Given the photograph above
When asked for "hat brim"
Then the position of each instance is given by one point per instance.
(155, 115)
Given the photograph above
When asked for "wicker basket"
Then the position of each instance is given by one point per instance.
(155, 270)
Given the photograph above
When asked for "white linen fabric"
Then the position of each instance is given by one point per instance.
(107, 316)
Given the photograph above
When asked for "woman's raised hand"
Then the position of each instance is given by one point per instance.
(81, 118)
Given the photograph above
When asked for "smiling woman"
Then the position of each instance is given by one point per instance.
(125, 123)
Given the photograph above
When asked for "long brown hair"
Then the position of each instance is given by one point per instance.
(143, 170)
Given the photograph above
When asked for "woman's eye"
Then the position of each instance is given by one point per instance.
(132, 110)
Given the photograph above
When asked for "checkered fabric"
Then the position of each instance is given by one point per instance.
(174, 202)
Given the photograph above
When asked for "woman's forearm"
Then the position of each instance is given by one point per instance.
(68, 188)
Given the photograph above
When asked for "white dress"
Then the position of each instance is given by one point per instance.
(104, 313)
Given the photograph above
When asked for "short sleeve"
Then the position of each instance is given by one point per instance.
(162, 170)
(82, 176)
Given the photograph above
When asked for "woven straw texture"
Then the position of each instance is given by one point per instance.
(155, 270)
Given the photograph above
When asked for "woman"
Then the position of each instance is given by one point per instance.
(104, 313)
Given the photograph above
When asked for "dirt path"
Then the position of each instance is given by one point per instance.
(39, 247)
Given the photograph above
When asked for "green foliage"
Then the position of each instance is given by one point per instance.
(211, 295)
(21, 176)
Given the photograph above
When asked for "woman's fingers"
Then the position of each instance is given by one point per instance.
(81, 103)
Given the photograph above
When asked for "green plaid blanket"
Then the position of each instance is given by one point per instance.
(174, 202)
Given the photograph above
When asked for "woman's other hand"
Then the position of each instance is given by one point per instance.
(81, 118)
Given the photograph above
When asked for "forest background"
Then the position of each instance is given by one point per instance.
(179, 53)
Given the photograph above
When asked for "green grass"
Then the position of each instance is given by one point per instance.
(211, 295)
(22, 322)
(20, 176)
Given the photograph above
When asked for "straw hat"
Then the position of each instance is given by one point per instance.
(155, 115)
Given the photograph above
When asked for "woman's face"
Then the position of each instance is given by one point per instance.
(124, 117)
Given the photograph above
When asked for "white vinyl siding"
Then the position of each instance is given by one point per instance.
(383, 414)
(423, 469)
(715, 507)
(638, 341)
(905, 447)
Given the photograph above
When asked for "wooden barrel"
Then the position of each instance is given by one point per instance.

ACTIVITY ->
Give back all the data exactly as written.

RESPONSE AREA ->
Given the photograph above
When asked for "hat brim"
Then the position of each instance is given by one point per instance.
(155, 115)
Given the photograph above
When asked for "wicker basket"
Then the position of each instance is given by one point per instance.
(155, 270)
Given the photograph above
When asked for "white linen fabric"
Then the position of each instance is given by one point per instance.
(107, 316)
Given the photograph above
When asked for "woman's raised hand"
Then the position of each instance is given by one point per instance.
(81, 118)
Given the photograph above
When asked for "smiling woman"
Then the position of each instance is given by one point per instance.
(125, 123)
Given the photograph above
When asked for "long brown hair"
Then the position of each instance is given by one point per instance.
(143, 170)
Given the photograph above
When asked for "woman's eye"
Then the position of each instance is given by one point per instance.
(132, 110)
Given the photograph above
When asked for "checkered fabric"
Then the position of each instance is given by one point per instance.
(174, 202)
Given the photograph above
When asked for "woman's forearm"
Then the position of each instance is given by one point per instance.
(68, 188)
Given the photograph above
When asked for "white dress"
Then the position of each instance is given by one point per instance.
(104, 313)
Given the photograph above
When asked for "short sleeve"
Then the position of each instance is given by one point per instance.
(162, 170)
(82, 176)
Given the photograph above
When asked for "woven straw texture"
Then the position of each instance is given by one point per instance.
(155, 270)
Given the photograph above
When asked for "woman"
Then the position of each instance is given by one point per instance.
(104, 313)
Given the photograph above
When asked for "dirt path"
Then the position of each instance is given by one point per instance.
(39, 247)
Given the photograph above
When asked for "green foliage"
Then the position of each instance is given by one point per instance.
(211, 295)
(21, 176)
Given the photograph above
When asked for "woman's fingers"
Then the position of each instance is given by one point per instance.
(81, 103)
Given the photograph above
When asked for "green plaid blanket"
Then the position of each instance is given by one point per instance.
(174, 202)
Given the photograph above
When asked for "woman's other hand"
Then the position of each instance is given by one point per instance.
(81, 118)
Given the photograph above
When asked for "forest background"
Then the position of each instance is given by one point per instance.
(179, 53)
Given the photograph above
When asked for "green grass"
Then the position of each instance is given by one point per instance.
(211, 295)
(22, 322)
(20, 176)
Given the photograph above
When asked for "straw hat"
Then the position of each instance is given by one point per instance.
(155, 115)
Given the photograph above
When asked for "woman's face"
Then the position of each instance is given by one point per instance.
(124, 117)
Given the photograph above
When asked for "white vinyl siding"
Then the position of each instance is given by one point per instance.
(383, 414)
(423, 469)
(715, 507)
(638, 341)
(905, 447)
Given the photograph above
When asked for "wooden barrel"
Then the position of each instance is given by one point per instance.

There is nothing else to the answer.